Natural language region descriptions:

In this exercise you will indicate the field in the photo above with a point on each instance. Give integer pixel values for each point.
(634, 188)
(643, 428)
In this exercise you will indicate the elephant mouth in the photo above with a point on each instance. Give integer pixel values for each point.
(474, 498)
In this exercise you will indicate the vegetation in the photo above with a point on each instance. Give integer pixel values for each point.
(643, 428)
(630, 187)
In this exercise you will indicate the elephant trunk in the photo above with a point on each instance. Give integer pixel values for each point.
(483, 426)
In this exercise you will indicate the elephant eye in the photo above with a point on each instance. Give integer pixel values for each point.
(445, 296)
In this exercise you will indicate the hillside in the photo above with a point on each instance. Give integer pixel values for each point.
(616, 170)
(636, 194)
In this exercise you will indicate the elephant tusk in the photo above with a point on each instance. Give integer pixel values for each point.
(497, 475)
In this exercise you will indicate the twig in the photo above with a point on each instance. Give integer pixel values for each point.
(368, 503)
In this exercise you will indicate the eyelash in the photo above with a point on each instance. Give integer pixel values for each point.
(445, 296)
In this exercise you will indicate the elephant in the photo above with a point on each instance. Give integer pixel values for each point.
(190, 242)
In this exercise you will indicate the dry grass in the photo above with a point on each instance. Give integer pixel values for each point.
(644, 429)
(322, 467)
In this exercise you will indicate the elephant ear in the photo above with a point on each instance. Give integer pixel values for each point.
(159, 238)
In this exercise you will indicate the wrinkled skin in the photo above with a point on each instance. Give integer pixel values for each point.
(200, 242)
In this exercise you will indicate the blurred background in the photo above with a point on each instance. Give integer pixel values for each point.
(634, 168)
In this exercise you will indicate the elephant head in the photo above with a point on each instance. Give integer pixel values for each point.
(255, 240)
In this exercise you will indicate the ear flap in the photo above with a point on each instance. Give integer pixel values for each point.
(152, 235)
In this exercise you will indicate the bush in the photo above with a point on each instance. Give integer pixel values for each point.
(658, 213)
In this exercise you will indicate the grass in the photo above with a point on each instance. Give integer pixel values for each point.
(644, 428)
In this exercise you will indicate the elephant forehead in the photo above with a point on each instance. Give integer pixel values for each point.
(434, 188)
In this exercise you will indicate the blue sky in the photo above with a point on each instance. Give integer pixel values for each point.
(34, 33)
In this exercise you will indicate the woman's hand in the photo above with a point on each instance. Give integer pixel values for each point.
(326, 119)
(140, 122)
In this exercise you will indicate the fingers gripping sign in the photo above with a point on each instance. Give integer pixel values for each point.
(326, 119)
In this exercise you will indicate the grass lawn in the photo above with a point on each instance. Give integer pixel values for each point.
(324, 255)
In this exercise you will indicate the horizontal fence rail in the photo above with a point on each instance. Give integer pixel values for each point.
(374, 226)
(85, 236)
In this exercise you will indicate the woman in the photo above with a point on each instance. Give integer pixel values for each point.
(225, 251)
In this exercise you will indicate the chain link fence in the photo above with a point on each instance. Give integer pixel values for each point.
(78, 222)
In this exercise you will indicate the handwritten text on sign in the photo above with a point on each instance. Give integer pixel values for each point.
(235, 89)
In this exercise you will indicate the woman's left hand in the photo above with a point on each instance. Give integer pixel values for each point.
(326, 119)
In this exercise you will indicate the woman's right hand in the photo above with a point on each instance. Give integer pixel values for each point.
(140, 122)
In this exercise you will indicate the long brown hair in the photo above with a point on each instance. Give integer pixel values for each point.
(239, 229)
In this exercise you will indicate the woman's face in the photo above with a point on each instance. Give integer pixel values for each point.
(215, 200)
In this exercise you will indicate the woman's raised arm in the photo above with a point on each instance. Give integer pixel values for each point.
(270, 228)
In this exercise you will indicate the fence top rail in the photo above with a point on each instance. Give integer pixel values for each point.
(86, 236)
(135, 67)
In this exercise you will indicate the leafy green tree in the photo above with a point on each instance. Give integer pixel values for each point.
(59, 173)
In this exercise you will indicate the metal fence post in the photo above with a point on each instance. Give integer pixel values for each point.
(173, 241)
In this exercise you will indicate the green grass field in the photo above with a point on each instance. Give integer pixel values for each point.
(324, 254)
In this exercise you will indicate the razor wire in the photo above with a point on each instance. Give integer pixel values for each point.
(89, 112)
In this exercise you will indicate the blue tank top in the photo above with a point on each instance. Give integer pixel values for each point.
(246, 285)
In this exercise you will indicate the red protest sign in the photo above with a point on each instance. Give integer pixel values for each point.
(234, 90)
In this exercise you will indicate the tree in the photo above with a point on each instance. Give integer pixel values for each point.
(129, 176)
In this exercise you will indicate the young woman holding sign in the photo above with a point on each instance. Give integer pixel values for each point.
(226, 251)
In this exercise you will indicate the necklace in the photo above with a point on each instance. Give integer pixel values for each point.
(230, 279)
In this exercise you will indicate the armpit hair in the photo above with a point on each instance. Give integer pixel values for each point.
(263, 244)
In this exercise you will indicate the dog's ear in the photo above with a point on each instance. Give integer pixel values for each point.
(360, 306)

Exercise details - The job here is to write out all the entries again exactly.

Output of the exercise -
In this exercise you will indicate the field in the photo above with a point on each instance. Give integer pixel values for each point.
(634, 188)
(643, 428)
In this exercise you will indicate the elephant mouth in the photo above with a point on each instance. Give integer pixel values for each point.
(474, 498)
In this exercise you will indicate the vegetation in the photo above with a point on each instance. Give integer pixel values for each point.
(643, 428)
(630, 187)
In this exercise you will indicate the elephant trunk in the photo above with a point on each instance. Give integer pixel values for each point.
(483, 426)
In this exercise you will indicate the elephant eye in the photo above with a point on each instance. Give integer pixel values for each point.
(445, 296)
In this exercise you will indicate the hillside in the photo above with a point on each instance. Give integer pixel values for each point.
(616, 170)
(636, 194)
In this exercise you will indicate the elephant tusk in the photo above with a point on each instance. Give integer pixel values for each point.
(497, 475)
In this exercise you will indicate the twig in the photo above with a point on each instance. Give integer pixel values for each point.
(368, 503)
In this exercise you will indicate the eyelash in the photo above with a point on each instance. Give integer pixel values for each point.
(445, 296)
In this exercise you will indicate the elephant in the photo above with a point on each instance. Give integer pixel values for each point.
(190, 242)
In this exercise you will indicate the dry grass in the photo above with a point on each instance. Give integer pixel values for each point.
(644, 429)
(322, 467)
In this exercise you will indicate the elephant ear in the photo above with a point on each instance. Give integer pixel values for each point.
(159, 238)
In this exercise you will indicate the wrinkled skin in the photo above with a point on each instance. Give integer pixel values for each point.
(200, 242)
In this exercise you will indicate the blurred background in the photo above with a point on each instance. Give integer pixel values for each point.
(634, 168)
In this exercise you will indicate the elephant head in the photo above with a point on each instance. Give integer pixel values for each point.
(255, 240)
In this exercise you will indicate the ear flap in the photo above with a point on each instance. Give integer pixel values for each point.
(152, 235)
In this exercise you will indicate the bush in the photo above with a point on each instance. Give integer pixel values for each point.
(658, 213)
In this exercise you will indicate the grass in the photo above with a point on each instance. Give integer pixel values for each point.
(644, 428)
In this exercise you will indicate the elephant forehead in the photo above with a point on each instance. Give integer pixel values for each point.
(434, 188)
In this exercise you will indicate the blue sky in the photo above with a point on each instance. Give integer pixel values for each point.
(34, 33)
In this exercise you will indicate the woman's hand in the photo above with a point on each instance. Give integer pixel values for each point.
(326, 119)
(140, 122)
In this exercise you will indicate the fingers gripping sign in the photo above with a point on each instance. Give integer pixel values for each point.
(326, 119)
In this exercise you will indicate the grass lawn in the photo above with a point on each instance. Give integer pixel values for each point.
(324, 255)
In this exercise you will indicate the horizontal fence rail in the photo above with a point on each instance. Give integer pixel values for each point.
(374, 226)
(85, 236)
In this exercise you will indicate the woman in the photo above with a point on each instance. Give integer pixel values for each point.
(225, 251)
In this exercise you will indicate the chain link fence in the photo above with a point on each instance. Give integer pixel values for each point.
(78, 222)
In this exercise you will indicate the handwritten text on sign in the photo above with a point on each instance. Give integer pixel values for each point.
(235, 89)
In this exercise you will indicate the woman's left hand in the photo above with a point on each instance. Give integer pixel values for each point.
(326, 119)
In this exercise you will indicate the woman's right hand in the photo above with a point on each instance. Give integer pixel values for each point.
(140, 122)
In this exercise you will indicate the long brown hair in the photo above with a point on each instance. Give integer pixel values for each point.
(239, 229)
In this exercise you will indicate the woman's face in the photo above with a point on each instance. Give integer pixel values for each point.
(215, 200)
In this exercise you will indicate the woman's raised arm in the photo above with a point on each instance. Give integer pixel values for each point.
(270, 228)
In this exercise you will indicate the fence top rail in the photo above with a point on each instance. Give integer pixel values for each point.
(86, 236)
(135, 67)
In this exercise you will indicate the leafy green tree in the photo above with a point on each instance. Give integer pixel values for each point.
(59, 173)
In this exercise you will indicate the metal fence post in the photo above with a point on each instance. Give integer pixel values for each point.
(173, 241)
In this exercise you will indicate the green grass field in the photo above with a point on each instance. Give integer pixel values for each point.
(324, 254)
In this exercise you will indicate the razor wire in the photo above with a point on each instance. Give integer pixel values for each point.
(89, 112)
In this exercise you will indicate the blue tank top in the photo above with a point on each instance. Give integer pixel values for each point.
(246, 285)
In this exercise you will indicate the red protest sign in the photo above with a point on each instance. Give integer pixel values for each point.
(234, 90)
In this exercise you will indicate the tree in the photo above with a point on each instance. Give integer pixel values for each point.
(129, 176)
In this exercise you will indicate the young woman holding sign in the photo above with a point on each instance. Give integer pixel values for each point.
(226, 251)
In this exercise you will indicate the necklace in the photo above with a point on each instance. Give integer pixel values for each point.
(230, 279)
In this exercise you will indicate the armpit hair in the photo above with a point on each instance. Give integer pixel values for each point.
(263, 244)
In this exercise you will indicate the dog's ear in the photo above with a point on each instance. Give integer pixel values for each point.
(360, 306)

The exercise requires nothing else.